━━ INPUT DATA ━━

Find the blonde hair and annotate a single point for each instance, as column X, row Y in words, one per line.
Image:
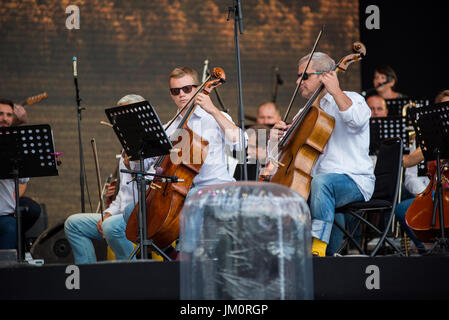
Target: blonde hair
column 184, row 71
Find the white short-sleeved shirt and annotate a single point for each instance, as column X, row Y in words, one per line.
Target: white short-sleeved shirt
column 347, row 151
column 7, row 199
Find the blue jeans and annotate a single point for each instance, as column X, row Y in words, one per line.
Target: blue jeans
column 8, row 223
column 82, row 227
column 400, row 211
column 8, row 232
column 327, row 192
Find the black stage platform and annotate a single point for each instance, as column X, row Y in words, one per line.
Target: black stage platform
column 335, row 278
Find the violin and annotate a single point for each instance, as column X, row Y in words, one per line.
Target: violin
column 164, row 200
column 306, row 138
column 420, row 213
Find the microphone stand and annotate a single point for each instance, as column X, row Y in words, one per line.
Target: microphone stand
column 237, row 8
column 78, row 110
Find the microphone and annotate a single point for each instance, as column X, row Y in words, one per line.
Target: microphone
column 278, row 76
column 75, row 73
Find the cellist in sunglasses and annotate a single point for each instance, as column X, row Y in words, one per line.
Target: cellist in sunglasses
column 197, row 118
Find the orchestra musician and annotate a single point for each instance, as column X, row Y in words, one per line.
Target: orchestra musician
column 416, row 157
column 82, row 227
column 268, row 114
column 344, row 172
column 208, row 122
column 385, row 81
column 8, row 223
column 414, row 183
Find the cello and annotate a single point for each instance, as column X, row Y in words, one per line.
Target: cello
column 307, row 136
column 420, row 212
column 164, row 200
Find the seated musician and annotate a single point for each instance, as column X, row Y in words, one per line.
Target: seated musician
column 415, row 157
column 344, row 172
column 8, row 224
column 208, row 122
column 413, row 183
column 82, row 227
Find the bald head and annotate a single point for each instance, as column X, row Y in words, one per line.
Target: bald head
column 378, row 106
column 268, row 114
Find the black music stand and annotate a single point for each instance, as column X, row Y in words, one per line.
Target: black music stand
column 395, row 106
column 142, row 136
column 382, row 128
column 27, row 151
column 432, row 129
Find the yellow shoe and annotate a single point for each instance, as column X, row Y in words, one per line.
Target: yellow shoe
column 319, row 247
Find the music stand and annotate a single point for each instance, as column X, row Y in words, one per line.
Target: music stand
column 142, row 136
column 432, row 129
column 382, row 128
column 27, row 151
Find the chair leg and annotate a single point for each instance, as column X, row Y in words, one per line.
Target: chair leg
column 384, row 238
column 350, row 237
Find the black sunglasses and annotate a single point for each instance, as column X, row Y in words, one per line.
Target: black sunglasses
column 186, row 89
column 307, row 74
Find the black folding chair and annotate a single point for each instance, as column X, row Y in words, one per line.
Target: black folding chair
column 384, row 200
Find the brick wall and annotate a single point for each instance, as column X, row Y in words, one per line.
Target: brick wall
column 131, row 46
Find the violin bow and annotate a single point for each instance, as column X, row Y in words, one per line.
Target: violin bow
column 97, row 168
column 300, row 80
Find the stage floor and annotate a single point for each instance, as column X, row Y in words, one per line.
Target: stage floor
column 335, row 278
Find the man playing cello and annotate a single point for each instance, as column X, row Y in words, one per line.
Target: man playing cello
column 344, row 172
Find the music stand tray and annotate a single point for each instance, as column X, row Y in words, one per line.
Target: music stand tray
column 141, row 135
column 382, row 128
column 432, row 129
column 27, row 152
column 395, row 106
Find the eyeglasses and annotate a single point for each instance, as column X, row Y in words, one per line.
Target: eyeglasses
column 307, row 74
column 186, row 89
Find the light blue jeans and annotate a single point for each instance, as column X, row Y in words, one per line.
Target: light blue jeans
column 82, row 227
column 400, row 211
column 327, row 192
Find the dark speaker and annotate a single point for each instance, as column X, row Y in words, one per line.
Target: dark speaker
column 53, row 247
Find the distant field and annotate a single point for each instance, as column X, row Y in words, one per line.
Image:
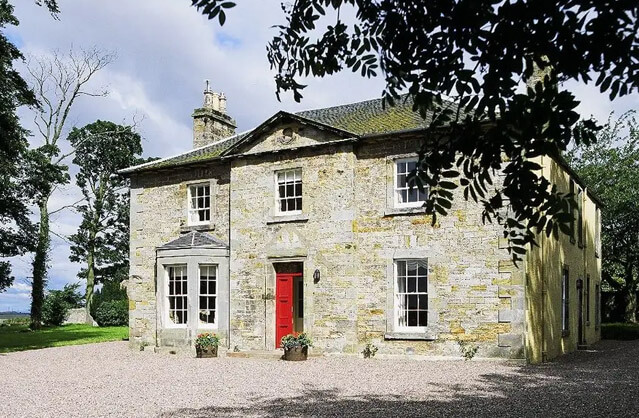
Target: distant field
column 19, row 337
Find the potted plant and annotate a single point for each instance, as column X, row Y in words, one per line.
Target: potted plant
column 296, row 346
column 206, row 345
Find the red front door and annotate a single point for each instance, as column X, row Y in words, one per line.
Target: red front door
column 283, row 305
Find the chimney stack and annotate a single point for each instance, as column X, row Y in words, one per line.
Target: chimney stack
column 210, row 122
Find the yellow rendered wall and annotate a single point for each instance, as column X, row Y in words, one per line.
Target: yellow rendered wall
column 545, row 263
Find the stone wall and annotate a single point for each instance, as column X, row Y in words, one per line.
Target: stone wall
column 159, row 215
column 349, row 232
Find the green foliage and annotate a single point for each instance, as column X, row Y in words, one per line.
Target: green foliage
column 476, row 52
column 55, row 309
column 300, row 340
column 610, row 168
column 207, row 339
column 467, row 350
column 16, row 230
column 620, row 331
column 369, row 350
column 57, row 303
column 110, row 291
column 102, row 241
column 112, row 313
column 19, row 338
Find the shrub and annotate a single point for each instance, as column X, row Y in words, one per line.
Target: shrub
column 55, row 308
column 291, row 341
column 110, row 291
column 112, row 313
column 207, row 339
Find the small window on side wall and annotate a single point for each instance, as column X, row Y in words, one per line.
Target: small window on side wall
column 289, row 191
column 407, row 193
column 199, row 204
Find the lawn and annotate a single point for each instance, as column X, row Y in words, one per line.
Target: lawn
column 19, row 337
column 619, row 331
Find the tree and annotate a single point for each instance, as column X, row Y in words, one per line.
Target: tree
column 102, row 241
column 58, row 81
column 610, row 168
column 478, row 53
column 16, row 231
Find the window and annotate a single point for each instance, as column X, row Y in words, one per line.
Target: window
column 407, row 194
column 565, row 303
column 289, row 191
column 199, row 204
column 572, row 211
column 588, row 298
column 580, row 217
column 597, row 232
column 411, row 295
column 208, row 293
column 177, row 294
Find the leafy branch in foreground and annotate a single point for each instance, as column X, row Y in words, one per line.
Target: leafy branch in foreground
column 477, row 52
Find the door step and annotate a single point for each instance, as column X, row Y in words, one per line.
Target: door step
column 263, row 354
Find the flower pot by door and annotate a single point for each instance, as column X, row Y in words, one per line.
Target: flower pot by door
column 296, row 354
column 206, row 352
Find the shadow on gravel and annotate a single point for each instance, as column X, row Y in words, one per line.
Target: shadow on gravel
column 600, row 382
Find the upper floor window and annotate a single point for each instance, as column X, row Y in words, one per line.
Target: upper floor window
column 580, row 217
column 208, row 294
column 411, row 295
column 289, row 191
column 407, row 194
column 177, row 294
column 199, row 204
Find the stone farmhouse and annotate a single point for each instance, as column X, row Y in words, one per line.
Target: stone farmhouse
column 307, row 223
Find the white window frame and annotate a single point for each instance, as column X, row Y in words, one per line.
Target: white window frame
column 397, row 189
column 397, row 308
column 169, row 322
column 278, row 198
column 201, row 324
column 193, row 212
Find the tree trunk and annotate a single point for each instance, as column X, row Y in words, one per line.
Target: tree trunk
column 90, row 277
column 630, row 305
column 40, row 267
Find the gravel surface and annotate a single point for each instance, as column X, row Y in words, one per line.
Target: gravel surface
column 108, row 379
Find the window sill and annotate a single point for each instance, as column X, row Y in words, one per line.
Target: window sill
column 277, row 219
column 419, row 210
column 415, row 336
column 199, row 228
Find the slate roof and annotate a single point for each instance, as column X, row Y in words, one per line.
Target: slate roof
column 194, row 239
column 358, row 119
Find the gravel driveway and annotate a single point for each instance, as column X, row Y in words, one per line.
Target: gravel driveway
column 110, row 380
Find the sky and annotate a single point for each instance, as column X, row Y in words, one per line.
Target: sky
column 165, row 50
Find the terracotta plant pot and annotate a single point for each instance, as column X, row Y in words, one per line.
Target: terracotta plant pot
column 206, row 352
column 296, row 353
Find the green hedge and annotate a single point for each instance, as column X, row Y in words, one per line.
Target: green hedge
column 112, row 313
column 619, row 331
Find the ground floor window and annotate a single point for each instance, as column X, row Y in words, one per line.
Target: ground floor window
column 411, row 295
column 177, row 294
column 208, row 294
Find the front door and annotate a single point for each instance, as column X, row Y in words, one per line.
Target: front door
column 284, row 297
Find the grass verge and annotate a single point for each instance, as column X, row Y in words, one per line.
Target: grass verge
column 19, row 337
column 619, row 331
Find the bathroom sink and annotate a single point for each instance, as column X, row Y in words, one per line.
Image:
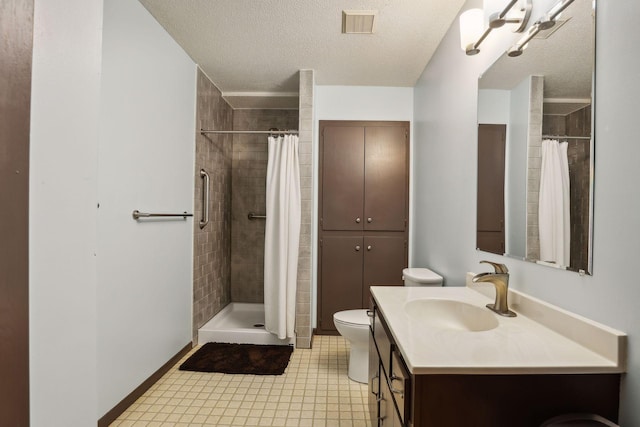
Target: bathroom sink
column 450, row 314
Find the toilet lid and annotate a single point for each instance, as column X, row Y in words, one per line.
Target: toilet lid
column 421, row 275
column 352, row 317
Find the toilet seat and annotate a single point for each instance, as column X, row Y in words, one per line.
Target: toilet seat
column 353, row 318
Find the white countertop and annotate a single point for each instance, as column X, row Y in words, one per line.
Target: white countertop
column 555, row 342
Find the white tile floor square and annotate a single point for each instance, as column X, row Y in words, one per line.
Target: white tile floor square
column 313, row 391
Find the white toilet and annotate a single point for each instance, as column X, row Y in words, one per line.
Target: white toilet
column 354, row 324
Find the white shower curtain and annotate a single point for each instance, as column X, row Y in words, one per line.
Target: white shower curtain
column 282, row 235
column 553, row 208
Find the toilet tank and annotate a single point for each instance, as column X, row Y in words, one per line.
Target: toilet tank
column 421, row 277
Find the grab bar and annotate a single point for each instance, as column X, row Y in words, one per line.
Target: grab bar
column 253, row 216
column 205, row 198
column 137, row 215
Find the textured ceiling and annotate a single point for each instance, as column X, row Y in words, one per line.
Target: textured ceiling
column 565, row 58
column 259, row 46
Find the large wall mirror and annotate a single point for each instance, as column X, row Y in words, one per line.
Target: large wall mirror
column 535, row 147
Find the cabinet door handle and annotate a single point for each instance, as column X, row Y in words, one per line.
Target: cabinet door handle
column 395, row 390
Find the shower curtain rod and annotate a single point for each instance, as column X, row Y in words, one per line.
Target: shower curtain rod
column 565, row 137
column 266, row 132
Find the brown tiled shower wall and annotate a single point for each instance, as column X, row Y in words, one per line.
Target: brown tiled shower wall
column 212, row 245
column 577, row 123
column 229, row 252
column 248, row 191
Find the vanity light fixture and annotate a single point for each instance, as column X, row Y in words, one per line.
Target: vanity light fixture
column 547, row 21
column 473, row 21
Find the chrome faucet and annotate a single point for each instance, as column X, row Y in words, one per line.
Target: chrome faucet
column 499, row 279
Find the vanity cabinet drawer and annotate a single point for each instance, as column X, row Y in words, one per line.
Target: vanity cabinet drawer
column 400, row 385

━━━

**ACTION ITEM**
Look above for the line with "Target: stone wall" and the line with "Find the green foliage"; transcribe both and all lines in between, exactly, and nothing else.

**ANSWER SECTION**
Target: stone wall
column 159, row 215
column 349, row 232
Find the green foliage and annotate a single point for each instance, as column X, row Y in words, one per line.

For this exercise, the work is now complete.